What needs to be done: Rewrite the listing below, putting "jacket collar" in place of "shirt collar" and leaving everything else as it is.

--- Material provided ---

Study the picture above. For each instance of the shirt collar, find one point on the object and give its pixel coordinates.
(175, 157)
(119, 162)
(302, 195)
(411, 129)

---

Exercise output:
Study the picture above. For each instance of the jacket collar, find one point on the object and give its pixel coordinates.
(175, 157)
(119, 162)
(302, 195)
(411, 129)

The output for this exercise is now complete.